■ Task details:
Write out the records below word for word, please.

***** Provided entries

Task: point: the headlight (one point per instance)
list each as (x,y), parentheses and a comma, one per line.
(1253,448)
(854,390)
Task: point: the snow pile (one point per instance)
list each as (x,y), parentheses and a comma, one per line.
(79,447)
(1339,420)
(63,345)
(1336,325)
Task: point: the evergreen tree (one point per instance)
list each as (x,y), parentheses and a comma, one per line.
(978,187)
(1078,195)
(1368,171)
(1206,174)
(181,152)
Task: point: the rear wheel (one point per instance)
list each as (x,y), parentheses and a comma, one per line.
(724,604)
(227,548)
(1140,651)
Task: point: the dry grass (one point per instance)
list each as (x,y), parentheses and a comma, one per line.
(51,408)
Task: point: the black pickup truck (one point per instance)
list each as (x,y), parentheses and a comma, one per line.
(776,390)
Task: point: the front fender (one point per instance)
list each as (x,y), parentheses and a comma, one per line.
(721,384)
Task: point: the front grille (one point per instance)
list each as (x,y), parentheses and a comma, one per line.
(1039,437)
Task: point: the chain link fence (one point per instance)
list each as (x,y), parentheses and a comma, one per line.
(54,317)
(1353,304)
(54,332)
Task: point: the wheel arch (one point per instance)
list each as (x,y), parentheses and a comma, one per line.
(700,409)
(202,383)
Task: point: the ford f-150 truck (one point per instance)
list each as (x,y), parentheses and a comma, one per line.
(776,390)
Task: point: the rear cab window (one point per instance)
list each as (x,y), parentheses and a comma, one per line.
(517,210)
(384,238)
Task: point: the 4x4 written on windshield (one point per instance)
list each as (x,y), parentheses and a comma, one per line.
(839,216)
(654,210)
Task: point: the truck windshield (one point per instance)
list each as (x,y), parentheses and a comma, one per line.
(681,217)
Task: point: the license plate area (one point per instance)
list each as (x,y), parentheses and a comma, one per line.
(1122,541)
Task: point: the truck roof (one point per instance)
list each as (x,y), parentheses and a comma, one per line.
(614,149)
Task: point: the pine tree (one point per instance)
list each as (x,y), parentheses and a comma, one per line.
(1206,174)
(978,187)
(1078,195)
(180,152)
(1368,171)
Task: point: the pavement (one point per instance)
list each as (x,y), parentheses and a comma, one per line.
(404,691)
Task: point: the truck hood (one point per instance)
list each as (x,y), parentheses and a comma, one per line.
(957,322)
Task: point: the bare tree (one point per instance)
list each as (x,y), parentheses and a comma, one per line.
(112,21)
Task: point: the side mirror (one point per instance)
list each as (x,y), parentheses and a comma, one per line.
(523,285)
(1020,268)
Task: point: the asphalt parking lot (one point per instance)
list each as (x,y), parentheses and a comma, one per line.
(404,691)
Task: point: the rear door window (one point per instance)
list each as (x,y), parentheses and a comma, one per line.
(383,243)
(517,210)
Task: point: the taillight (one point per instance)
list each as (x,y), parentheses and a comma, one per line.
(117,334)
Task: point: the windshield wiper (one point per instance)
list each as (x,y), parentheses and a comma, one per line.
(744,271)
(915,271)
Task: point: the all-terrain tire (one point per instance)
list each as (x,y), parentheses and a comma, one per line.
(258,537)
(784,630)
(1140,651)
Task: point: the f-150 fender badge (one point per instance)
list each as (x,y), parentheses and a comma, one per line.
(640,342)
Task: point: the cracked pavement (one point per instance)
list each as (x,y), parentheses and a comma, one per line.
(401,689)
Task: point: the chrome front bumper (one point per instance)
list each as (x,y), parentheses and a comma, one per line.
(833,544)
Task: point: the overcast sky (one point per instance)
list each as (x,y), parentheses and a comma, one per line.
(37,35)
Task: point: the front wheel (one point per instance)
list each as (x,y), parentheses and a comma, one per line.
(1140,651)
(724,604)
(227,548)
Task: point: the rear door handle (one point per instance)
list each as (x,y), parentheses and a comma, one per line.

**********

■ Response to the task:
Task: point: the headlight (one point per instance)
list each as (x,y), parentheses and a comma, one per line.
(1253,448)
(854,390)
Task: point: the snow pile (one point per instance)
list each as (x,y), parentheses and a comma, one per line.
(79,447)
(1339,420)
(63,345)
(1336,325)
Task: point: the evergreen tree (one point per instance)
list each as (x,y), parentheses and a comma, one per line.
(978,187)
(1078,195)
(1368,171)
(1206,174)
(181,152)
Task: point: the rear wheel (one point per instance)
list each as (x,y), parentheses and a comma, one per line.
(724,604)
(227,548)
(1140,651)
Task: point: the dry grass (one point per instance)
list each as (x,y), parentheses and a comma, one per line.
(51,408)
Task: point: the black pickup truck (one point per instance)
list each as (x,y), parentheses and a comma, one per line.
(776,390)
Task: point: the front fender (one point per instance)
list each as (x,y), parentheses and a comma, one per line.
(721,384)
Task: point: the front grille (one point per instance)
list each as (x,y), parentheses and a comma, one per line.
(1039,437)
Task: point: the chain link fence (one point per instance)
list each as (x,y), parentheses and a comma, one per line.
(54,317)
(1353,304)
(54,332)
Task: point: the wheel arch (one point per instance)
list each as (x,y), parentheses and a comma, one per line.
(700,409)
(202,383)
Task: point: the ford f-150 truck (one point per instance)
list each as (x,y), parentheses and a comma, one per line.
(776,390)
Task: point: the rear cab window (one point per instance)
list each as (x,y), parentheses and a comma, one per line.
(517,210)
(384,238)
Task: point: the 4x4 written on windshield (one point per instance)
list each as (x,y), parentheses and a comma, one per line.
(839,216)
(654,210)
Task: point: the truck windshield (one point per instance)
list each as (x,y), parentheses and a comma, one per line.
(681,217)
Task: point: the license plate area (one point per instance)
list each as (x,y), parentheses and a comma, one per line.
(1122,541)
Task: point: the truck roof (one point per instance)
list each as (x,y), parentheses and a comma, one per line.
(614,149)
Task: point: the pine tree (one point per instance)
list each as (x,y), parentheses and a comma, one per line.
(1206,174)
(978,187)
(1078,195)
(180,152)
(1368,171)
Task: point: the pavement (one point per instance)
list each as (x,y), parentheses and a comma, one per line.
(404,691)
Task: point: the truck hood (one point per instance)
list each as (x,y), parentheses and a comma, one per line.
(957,322)
Task: point: the bare tree (one point per instance)
list each as (x,y), parentheses and a comma, one per line.
(112,21)
Task: point: the side mirror (one point per instance)
list each as (x,y), parentheses and a comma, one per line.
(523,285)
(1020,268)
Task: point: the asphalt parking lot (one point per instance)
list each as (x,y), parentheses and a comma, one per line.
(404,691)
Task: point: the rear door window (one point per instance)
list each as (x,y), parentheses and a comma, one per line.
(383,243)
(517,210)
Task: point: the taillight (one point per instance)
list each as (x,y), parentheses and a comma, one per line.
(117,334)
Task: point: the windshield wiper (one point per instance)
list each as (x,y), parentheses and a comma, one per line.
(744,271)
(915,271)
Task: point: the all-terrain tire (one point per instance)
list each as (x,y), parentheses and a comma, one per line.
(258,537)
(784,630)
(1140,651)
Task: point: the f-150 fender badge (one point per instance)
list each as (x,y), parentheses and a comma, one per line.
(640,342)
Task: point: the cracked pavement (one point per instance)
list each as (x,y), parentheses and a comma, one per line.
(401,689)
Task: point: the chrome front bumper (one point per instance)
list each as (x,y), parentheses and a comma, one per line.
(833,544)
Task: point: the overcast sky (one point per instance)
list each as (x,y), parentheses and a comma, one per line.
(37,35)
Task: point: the front wheel (one point per instance)
list each as (x,y), parentheses and a comma, one per line.
(1140,651)
(724,604)
(227,548)
Task: point: the rear door handle (one point per instance)
list each as (x,y), parentheses and a comma, one per line.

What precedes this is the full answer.